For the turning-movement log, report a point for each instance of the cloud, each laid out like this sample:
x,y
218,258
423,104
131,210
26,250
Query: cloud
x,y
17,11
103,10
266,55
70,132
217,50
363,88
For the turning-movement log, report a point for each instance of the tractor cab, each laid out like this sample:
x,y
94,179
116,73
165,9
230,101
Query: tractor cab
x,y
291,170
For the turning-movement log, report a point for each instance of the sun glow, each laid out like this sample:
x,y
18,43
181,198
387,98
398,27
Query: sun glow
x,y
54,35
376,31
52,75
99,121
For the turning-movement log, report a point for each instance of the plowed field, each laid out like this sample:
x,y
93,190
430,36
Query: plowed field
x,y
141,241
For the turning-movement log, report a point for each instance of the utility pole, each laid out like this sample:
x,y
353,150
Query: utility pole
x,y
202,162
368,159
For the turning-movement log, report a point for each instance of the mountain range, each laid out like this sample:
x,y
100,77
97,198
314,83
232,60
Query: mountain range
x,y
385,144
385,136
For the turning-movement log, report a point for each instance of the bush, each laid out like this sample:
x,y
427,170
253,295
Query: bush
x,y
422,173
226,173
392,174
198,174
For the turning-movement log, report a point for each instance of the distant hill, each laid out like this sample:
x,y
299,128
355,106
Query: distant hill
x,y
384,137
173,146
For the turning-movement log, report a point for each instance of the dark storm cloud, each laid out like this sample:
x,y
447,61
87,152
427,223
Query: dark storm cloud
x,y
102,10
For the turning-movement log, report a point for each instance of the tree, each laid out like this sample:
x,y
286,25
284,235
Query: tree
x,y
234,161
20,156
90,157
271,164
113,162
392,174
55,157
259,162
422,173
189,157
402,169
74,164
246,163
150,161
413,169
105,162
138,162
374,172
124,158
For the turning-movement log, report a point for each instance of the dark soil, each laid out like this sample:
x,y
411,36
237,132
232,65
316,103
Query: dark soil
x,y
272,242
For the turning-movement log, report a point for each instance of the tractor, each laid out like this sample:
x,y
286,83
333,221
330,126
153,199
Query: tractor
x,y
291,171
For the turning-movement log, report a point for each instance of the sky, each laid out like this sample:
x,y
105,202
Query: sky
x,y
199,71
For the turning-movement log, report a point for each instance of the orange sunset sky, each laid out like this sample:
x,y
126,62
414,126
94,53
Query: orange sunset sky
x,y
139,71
--
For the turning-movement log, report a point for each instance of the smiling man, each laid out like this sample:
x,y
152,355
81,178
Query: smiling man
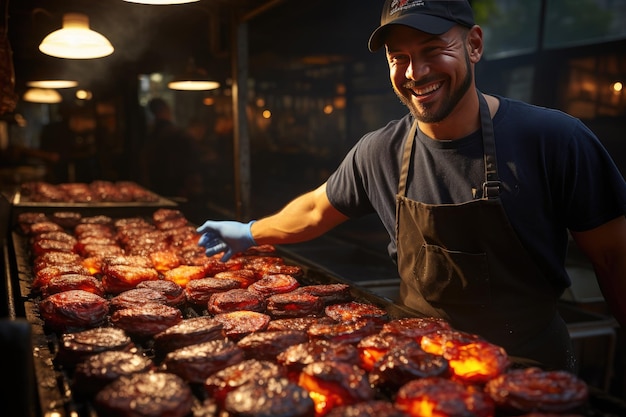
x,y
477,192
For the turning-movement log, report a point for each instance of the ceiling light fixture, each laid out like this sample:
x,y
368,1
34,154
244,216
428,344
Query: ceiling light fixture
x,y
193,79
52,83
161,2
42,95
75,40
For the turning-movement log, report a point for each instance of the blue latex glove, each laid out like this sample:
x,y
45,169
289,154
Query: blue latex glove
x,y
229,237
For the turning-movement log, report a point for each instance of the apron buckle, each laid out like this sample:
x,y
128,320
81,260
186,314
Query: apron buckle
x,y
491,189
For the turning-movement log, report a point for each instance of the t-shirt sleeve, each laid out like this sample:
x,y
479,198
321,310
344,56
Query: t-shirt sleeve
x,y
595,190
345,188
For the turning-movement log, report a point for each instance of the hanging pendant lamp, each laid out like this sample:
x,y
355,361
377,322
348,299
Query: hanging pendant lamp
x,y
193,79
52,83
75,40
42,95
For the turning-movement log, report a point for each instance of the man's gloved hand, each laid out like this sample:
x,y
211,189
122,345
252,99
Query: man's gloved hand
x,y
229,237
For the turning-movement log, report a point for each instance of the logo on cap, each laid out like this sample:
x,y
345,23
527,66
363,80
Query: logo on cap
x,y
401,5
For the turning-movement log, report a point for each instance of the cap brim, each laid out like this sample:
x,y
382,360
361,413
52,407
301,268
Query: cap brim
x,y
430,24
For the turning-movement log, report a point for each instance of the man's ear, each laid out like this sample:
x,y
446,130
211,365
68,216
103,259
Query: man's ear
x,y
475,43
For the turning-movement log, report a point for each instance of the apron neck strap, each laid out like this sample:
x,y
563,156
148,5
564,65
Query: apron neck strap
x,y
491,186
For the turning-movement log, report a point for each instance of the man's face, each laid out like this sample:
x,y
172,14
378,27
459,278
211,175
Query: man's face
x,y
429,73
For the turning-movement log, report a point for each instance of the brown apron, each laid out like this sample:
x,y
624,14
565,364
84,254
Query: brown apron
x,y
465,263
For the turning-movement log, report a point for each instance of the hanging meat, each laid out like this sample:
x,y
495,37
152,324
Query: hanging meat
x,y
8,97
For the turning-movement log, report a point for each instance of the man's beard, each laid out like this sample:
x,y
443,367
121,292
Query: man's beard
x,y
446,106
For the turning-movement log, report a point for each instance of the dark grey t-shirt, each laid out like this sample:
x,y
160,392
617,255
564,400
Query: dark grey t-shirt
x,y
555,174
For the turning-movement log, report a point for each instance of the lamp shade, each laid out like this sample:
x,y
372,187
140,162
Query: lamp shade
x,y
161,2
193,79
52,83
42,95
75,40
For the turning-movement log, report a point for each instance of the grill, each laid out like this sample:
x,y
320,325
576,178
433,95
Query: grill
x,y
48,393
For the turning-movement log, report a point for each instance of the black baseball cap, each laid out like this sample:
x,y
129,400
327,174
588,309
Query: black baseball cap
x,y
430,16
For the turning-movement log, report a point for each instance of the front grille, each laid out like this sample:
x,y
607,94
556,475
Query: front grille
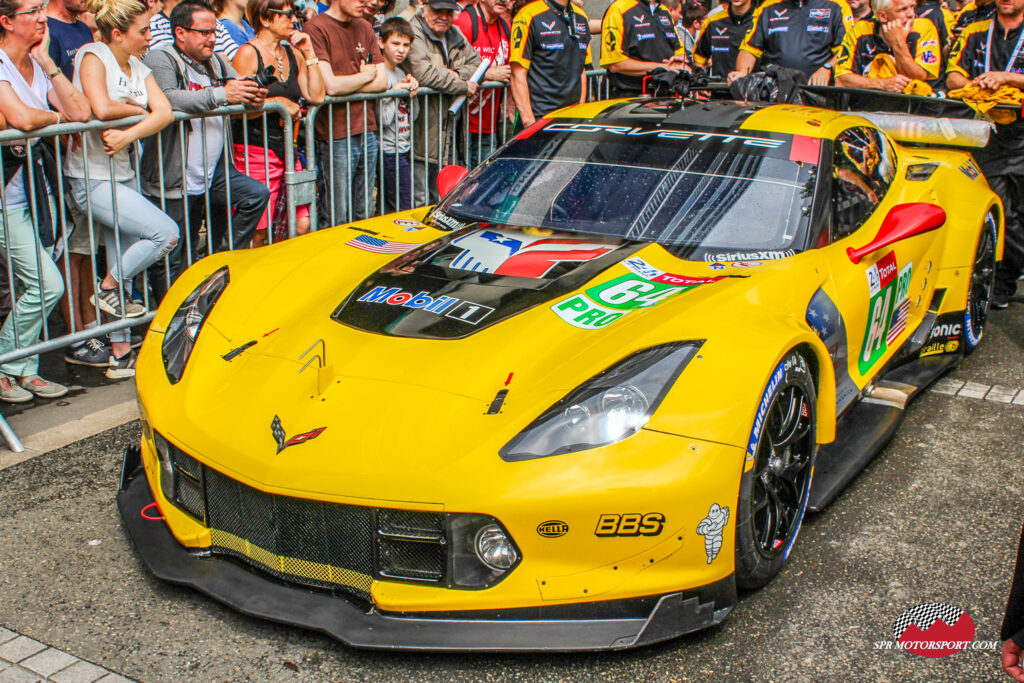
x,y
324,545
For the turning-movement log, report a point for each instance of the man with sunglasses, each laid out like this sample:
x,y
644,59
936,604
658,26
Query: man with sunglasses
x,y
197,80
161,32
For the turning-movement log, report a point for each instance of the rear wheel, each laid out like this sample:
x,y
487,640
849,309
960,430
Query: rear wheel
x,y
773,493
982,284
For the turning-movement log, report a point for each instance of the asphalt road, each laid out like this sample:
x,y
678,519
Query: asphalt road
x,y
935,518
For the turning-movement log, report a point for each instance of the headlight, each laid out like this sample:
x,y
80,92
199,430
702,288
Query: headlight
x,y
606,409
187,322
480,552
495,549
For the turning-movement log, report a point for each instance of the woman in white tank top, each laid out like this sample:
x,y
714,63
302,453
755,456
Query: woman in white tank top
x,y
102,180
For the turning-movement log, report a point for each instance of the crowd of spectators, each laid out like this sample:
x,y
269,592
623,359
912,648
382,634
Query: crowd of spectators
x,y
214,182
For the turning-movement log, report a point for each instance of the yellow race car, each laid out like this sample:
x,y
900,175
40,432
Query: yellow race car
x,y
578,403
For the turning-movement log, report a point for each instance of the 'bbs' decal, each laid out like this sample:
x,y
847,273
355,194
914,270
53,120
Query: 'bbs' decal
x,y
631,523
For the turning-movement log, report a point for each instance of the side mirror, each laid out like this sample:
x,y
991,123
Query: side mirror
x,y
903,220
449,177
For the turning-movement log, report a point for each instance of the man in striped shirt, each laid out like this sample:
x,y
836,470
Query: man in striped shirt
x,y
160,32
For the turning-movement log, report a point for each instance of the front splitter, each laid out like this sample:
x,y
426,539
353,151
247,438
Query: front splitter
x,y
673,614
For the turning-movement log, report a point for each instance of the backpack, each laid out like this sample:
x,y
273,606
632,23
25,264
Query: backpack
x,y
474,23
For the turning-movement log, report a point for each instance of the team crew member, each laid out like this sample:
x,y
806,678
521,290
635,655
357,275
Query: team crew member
--
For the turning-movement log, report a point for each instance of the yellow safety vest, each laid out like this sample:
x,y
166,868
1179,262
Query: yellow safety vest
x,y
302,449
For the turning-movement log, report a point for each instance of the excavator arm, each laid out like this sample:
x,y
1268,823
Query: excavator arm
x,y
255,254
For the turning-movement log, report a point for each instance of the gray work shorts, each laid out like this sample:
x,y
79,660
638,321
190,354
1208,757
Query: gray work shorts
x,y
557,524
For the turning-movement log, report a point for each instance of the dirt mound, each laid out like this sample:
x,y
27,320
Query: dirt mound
--
The exercise: Copy out, word for word, the records from the line with "of the excavator" to the line with "Query: dirt mound", including both of those lines.

Solution to this exercise:
For the turning-movement log, report a point for each instance of the excavator arm, each laid out like this sample:
x,y
1268,823
Query: excavator arm
x,y
255,254
For the turning-movement log, report a point for each instance of the gray work shorts, each laid out like this sample:
x,y
79,660
638,321
190,354
1208,757
Query: gray work shorts
x,y
557,524
For the turning-movement log, report a point for each instance of the dirt mound, each laid out like this sample:
x,y
27,320
Query: dirt mound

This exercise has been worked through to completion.